# INFORMATION:

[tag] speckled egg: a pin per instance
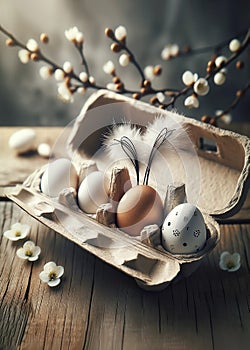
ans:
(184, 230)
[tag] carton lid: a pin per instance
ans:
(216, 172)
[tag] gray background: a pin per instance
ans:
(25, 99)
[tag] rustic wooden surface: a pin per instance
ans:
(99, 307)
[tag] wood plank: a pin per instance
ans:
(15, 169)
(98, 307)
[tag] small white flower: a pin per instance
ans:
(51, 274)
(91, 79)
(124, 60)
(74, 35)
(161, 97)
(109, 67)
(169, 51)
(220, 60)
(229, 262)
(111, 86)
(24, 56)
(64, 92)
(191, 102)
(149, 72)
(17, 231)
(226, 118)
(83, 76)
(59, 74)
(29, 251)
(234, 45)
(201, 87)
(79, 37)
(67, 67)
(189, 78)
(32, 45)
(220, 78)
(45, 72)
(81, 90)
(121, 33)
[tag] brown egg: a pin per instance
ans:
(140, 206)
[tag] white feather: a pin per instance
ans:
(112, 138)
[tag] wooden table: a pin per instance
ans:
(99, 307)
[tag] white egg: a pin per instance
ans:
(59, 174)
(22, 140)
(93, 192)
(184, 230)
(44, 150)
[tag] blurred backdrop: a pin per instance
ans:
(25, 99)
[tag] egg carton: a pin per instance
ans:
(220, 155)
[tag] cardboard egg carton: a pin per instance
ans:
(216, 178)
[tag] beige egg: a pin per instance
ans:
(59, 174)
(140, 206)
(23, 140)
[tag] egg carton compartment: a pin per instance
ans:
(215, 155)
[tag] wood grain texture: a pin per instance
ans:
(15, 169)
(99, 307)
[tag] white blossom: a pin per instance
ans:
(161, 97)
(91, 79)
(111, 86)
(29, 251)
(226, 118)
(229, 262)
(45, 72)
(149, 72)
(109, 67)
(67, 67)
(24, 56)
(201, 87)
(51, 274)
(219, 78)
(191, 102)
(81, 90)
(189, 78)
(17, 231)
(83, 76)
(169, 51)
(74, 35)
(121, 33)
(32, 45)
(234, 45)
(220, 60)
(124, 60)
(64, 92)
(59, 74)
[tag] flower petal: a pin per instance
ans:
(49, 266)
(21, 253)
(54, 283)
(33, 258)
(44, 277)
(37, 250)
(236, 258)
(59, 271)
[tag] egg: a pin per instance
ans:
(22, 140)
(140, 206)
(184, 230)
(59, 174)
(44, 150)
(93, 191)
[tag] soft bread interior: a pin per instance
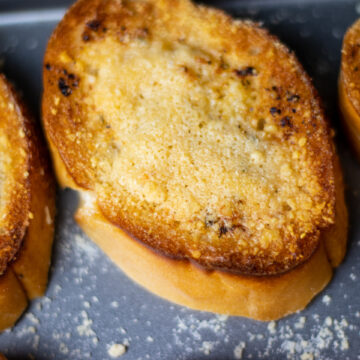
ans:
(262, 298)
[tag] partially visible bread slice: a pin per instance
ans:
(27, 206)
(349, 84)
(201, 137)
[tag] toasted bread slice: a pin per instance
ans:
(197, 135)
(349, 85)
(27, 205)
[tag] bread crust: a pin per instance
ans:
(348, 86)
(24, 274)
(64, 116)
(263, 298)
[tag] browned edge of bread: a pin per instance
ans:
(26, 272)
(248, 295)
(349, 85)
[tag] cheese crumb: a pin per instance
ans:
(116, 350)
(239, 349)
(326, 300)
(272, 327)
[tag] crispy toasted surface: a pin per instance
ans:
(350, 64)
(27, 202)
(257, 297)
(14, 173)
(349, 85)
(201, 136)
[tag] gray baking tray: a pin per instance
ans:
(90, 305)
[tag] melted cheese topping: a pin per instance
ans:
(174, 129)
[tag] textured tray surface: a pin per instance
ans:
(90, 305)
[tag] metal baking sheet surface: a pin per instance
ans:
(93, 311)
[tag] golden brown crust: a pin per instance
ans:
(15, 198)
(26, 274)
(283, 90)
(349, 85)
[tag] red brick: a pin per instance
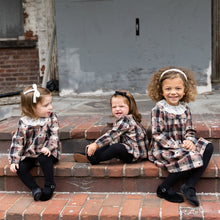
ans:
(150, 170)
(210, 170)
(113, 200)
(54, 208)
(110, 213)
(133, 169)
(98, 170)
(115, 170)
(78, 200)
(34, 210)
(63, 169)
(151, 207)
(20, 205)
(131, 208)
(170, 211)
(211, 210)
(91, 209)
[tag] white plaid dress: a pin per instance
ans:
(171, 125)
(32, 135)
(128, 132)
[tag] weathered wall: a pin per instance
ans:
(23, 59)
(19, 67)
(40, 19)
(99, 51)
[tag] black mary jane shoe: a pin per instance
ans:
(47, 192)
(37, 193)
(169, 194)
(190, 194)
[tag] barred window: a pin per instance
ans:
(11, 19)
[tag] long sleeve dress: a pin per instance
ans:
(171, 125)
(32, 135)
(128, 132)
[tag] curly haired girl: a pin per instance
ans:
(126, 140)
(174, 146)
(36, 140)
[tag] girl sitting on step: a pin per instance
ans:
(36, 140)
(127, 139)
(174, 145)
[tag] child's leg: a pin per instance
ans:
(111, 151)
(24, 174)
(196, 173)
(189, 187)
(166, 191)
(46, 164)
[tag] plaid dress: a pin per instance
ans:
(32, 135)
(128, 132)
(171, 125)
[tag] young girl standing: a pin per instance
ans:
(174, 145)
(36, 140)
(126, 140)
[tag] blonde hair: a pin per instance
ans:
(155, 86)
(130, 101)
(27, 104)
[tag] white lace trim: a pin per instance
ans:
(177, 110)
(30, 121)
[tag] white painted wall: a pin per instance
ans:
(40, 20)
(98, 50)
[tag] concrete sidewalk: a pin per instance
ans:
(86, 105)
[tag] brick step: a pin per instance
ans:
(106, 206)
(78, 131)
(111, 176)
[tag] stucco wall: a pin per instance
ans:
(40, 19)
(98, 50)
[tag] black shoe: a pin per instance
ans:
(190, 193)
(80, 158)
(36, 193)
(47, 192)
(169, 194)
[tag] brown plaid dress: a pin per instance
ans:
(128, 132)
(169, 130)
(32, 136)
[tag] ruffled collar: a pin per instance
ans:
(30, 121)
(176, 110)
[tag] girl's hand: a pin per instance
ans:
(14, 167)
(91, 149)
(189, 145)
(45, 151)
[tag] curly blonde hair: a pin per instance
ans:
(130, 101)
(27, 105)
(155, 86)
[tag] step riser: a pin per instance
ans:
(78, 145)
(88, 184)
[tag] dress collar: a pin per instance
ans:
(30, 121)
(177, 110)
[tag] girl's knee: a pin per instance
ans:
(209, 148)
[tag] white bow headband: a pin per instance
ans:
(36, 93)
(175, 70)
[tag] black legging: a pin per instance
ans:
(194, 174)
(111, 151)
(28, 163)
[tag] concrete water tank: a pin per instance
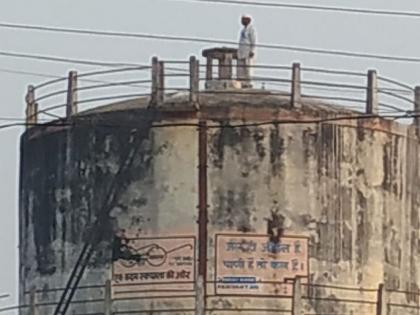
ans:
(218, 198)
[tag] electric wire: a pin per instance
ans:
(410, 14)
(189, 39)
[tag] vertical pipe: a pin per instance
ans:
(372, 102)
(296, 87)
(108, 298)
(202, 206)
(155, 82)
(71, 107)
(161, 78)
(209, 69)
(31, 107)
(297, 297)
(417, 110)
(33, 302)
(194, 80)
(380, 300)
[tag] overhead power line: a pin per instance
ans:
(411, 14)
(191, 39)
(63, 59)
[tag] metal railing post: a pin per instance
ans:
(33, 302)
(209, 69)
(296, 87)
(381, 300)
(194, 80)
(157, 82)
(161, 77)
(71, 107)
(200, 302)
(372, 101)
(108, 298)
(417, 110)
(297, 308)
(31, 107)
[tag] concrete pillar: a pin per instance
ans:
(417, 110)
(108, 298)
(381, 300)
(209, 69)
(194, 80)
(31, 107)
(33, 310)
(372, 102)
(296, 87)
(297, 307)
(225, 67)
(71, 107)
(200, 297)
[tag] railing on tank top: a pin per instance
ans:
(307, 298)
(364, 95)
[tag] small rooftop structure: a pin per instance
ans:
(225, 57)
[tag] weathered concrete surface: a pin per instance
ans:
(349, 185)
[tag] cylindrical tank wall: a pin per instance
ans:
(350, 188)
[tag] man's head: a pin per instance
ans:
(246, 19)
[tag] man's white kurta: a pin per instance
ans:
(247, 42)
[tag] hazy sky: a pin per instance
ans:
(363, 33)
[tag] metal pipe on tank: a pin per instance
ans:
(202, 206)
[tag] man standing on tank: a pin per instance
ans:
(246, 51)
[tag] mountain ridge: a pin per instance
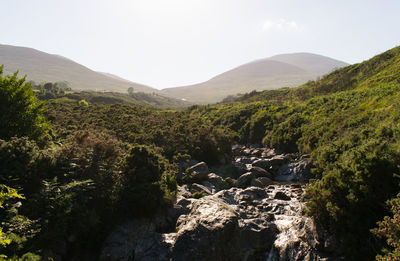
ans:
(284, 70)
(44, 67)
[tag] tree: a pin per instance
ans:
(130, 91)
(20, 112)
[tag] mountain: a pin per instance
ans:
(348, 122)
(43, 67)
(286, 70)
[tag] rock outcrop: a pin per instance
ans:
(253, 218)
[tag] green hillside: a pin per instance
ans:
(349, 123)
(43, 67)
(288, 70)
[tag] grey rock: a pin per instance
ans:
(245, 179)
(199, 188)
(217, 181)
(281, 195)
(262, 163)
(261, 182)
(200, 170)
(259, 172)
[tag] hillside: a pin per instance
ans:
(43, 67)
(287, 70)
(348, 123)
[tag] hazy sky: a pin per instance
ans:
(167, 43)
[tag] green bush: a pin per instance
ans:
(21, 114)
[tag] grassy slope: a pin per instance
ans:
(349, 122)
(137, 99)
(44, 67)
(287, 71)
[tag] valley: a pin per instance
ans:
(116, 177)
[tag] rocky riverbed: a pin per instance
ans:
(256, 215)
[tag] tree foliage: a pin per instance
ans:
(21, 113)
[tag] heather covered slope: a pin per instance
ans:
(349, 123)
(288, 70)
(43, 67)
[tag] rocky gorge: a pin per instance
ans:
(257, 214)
==
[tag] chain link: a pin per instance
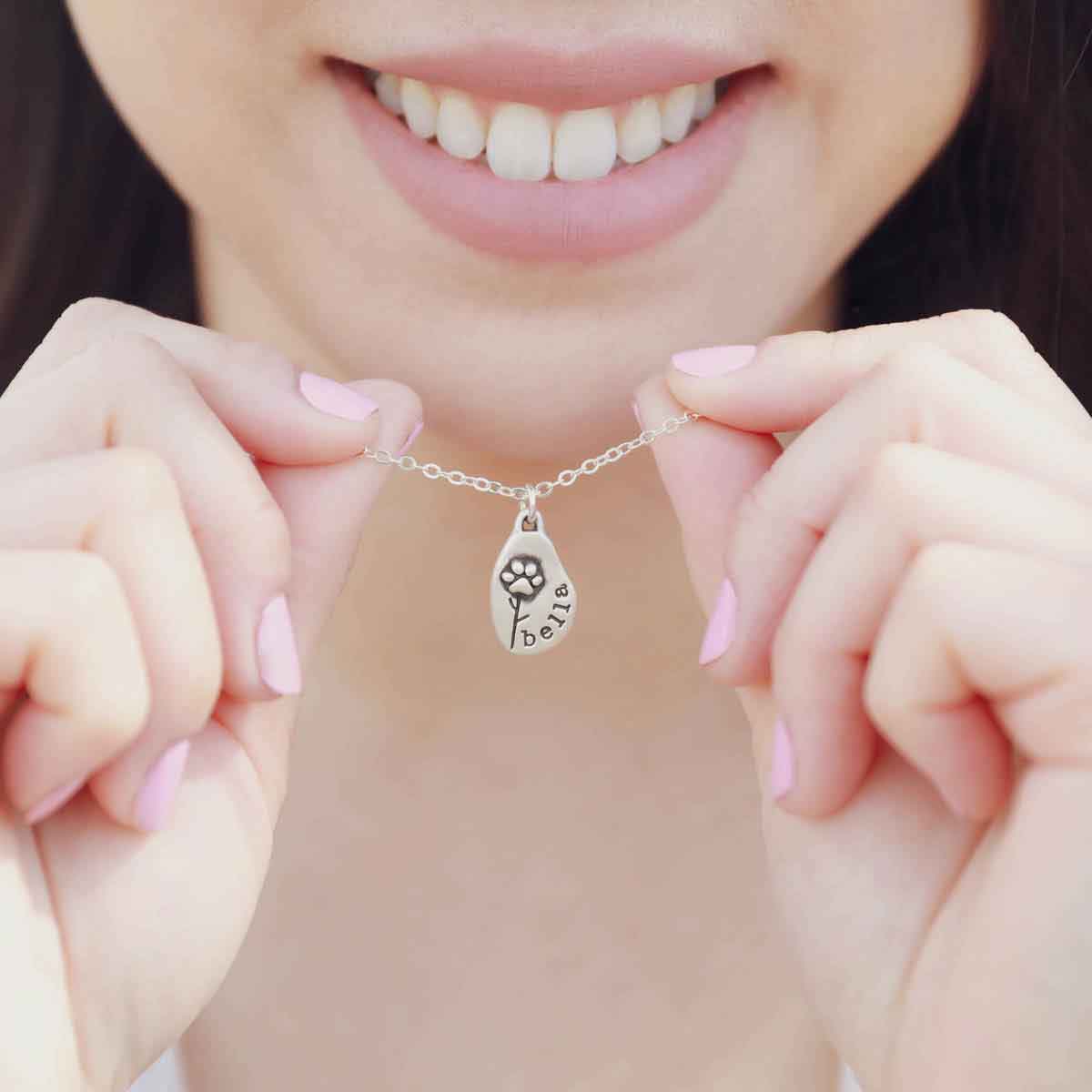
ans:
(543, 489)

# YOUR INSTRUCTIONS:
Show each line of the material that includes the string "cheese" by copying it.

# TASK RESPONSE:
[tag] cheese crumb: a pin per instance
[tag] melted cheese topping: a pin per instance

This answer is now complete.